▶ **Excerpt**
▼▼▼
The MASM Forum Archive 2004 to 2012

General Forums => The Campus => Topic started by: Posit on May 14, 2005, 11:01:10 AM

Title: Alignment
Post by: Posit on May 14, 2005, 11:01:10 AM
Alright, after seeing a 42% speed increase in one procedure simply by aligning a single label on a 4-byte boundary, I'm sold on alignment. In Assembly Optimization Tips, Mark Larson says he aligns 2 byte data on 2 byte boundaries, 4 on 4, 8 on 8, etc., and he mentions aligning code on 4 byte boundaries. I'm hoping a couple of the gurus here can discuss their general approach to alignment, how they align what, and when it is overkill, before I go wild and start aligning everything in sight on 32-byte boundaries.
Title: Re: Alignment
Post by: James Ladd on May 15, 2005, 12:15:53 AM
when i make a proc i always preceed it with "align 4"
when I make a structure I try to make the count of bytes divisable by 4.
Title: Re: Alignment
Post by: hutch-- on May 15, 2005, 01:58:13 AM
Posit,

Its pretty simple stuff once you get the swing of it, modern hardware read 32 bit blocks no matter what the data size is and it reads it along 4 byte boundaries. Byte data is 1 byte aligned, word data is 2 byte aligned and dword data is 4 byte aligned.

This basically the notion of natural alignment based on the size of the data and it is important up into the larger data sizes like QWORD and OWORD as well.

With the simple data types this example may help to make sense of it.


0123-0123-0123-0123-0123-0123-0123-0123


Assuming that the beginning of this memory block is at least 4 byte aligned you read a DWORD as "0123". If you don't and end up crossing a 4 byte boundary with something like "3-012" the processor takes 2 reads to get the single 4 bytes so it slower.

BYTE data can be any single byte.

WORD data should be "01" or "23"

DWORD data should only be "0123".

Title: Re: Alignment
Post by: Posit on May 15, 2005, 07:08:59 AM
Thanks striker, I'll do that for procedures from now on.

The guidelines for aligning data seem simple enough. How about code though? Is there any reason to align the target of jumps on more than a 4 byte boundary, for instance?
Title: Re: Alignment
Post by: James Ladd on May 15, 2005, 07:56:30 AM
I go with the suggestions so far, like "align 4" for procs and making structures pad out to a 4 byte boundary.
Trying to work out if jumps should be aligned right now is probably overkill.
▲▲▲
▶ **Goal**
Name every data size that hutch-- mentions in the forum thread on alignment. The data play no part in this work and can be ignored.

▶ **Extracted entries**
▼▼▼
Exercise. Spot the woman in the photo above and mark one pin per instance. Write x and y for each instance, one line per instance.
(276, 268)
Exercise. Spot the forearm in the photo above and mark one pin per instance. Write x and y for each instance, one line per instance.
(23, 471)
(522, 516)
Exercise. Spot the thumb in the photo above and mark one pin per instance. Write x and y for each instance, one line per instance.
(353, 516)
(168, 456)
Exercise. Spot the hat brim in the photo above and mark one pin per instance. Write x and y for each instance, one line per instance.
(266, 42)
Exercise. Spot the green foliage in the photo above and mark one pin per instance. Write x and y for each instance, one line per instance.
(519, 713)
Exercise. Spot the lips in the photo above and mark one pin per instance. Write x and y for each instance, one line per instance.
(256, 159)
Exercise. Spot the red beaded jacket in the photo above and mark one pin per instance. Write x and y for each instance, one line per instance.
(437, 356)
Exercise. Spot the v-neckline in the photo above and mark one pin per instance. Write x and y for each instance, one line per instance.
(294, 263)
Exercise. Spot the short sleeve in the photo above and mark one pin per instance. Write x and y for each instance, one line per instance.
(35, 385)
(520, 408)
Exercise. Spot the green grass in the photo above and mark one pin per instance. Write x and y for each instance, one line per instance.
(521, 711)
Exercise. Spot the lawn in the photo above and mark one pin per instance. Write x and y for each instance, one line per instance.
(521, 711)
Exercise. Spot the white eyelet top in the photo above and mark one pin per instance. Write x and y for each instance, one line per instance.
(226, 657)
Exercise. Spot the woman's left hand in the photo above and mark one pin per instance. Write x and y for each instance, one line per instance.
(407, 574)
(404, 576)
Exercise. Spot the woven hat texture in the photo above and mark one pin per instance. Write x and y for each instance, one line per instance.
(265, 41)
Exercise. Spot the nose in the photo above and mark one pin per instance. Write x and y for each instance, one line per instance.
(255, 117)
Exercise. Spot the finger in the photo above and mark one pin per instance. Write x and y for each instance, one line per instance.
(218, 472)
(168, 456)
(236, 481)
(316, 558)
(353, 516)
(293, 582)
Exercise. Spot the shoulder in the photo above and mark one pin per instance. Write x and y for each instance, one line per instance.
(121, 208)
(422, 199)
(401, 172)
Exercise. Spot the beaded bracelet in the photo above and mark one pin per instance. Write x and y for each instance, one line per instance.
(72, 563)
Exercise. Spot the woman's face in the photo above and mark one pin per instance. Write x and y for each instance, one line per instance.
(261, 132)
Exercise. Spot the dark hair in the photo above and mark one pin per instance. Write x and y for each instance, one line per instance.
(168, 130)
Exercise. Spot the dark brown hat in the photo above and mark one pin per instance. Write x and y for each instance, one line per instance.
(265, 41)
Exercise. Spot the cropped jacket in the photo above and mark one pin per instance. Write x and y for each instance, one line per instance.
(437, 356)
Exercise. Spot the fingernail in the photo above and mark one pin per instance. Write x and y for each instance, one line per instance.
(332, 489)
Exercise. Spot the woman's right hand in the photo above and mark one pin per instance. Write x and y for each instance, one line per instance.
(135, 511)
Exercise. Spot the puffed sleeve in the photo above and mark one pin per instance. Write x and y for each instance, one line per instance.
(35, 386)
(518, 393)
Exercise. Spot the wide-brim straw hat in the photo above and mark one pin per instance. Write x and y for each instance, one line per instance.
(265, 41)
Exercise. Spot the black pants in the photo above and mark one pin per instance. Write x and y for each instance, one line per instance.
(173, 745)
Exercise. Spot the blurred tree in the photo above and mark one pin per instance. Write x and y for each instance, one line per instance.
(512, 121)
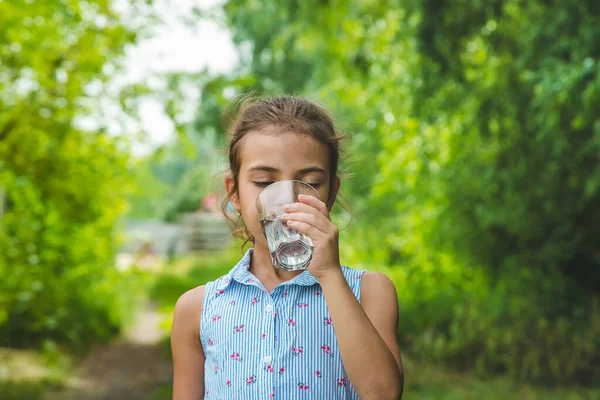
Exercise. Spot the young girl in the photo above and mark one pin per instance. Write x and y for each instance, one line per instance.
(260, 332)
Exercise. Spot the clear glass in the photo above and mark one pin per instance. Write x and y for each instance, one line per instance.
(290, 250)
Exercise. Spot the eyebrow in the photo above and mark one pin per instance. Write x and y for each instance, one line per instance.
(265, 168)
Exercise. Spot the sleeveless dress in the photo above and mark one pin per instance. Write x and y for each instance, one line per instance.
(278, 345)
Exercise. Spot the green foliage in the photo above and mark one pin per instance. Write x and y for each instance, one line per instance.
(476, 138)
(11, 390)
(65, 187)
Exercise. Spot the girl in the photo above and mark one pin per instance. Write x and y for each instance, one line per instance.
(260, 332)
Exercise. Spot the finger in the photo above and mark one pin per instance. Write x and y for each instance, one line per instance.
(307, 208)
(317, 220)
(305, 228)
(315, 202)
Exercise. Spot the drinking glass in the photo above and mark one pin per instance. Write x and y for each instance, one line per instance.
(290, 250)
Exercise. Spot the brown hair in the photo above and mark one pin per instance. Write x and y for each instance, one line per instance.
(289, 114)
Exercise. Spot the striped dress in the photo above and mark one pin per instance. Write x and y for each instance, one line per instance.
(278, 345)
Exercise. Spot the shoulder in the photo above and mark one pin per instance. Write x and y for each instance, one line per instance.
(189, 307)
(377, 288)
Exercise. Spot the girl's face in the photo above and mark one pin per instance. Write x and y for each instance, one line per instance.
(268, 156)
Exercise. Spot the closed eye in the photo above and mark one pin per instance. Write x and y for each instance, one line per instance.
(262, 184)
(315, 185)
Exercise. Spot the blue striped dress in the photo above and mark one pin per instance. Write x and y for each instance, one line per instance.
(278, 345)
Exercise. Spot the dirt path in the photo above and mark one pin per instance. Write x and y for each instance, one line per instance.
(133, 367)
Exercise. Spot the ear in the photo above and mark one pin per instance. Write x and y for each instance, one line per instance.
(230, 189)
(333, 193)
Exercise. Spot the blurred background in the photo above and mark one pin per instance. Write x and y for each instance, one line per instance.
(473, 157)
▲▲▲
▶ **Response**
BYTE, WORD, DWORD, QWORD, OWORD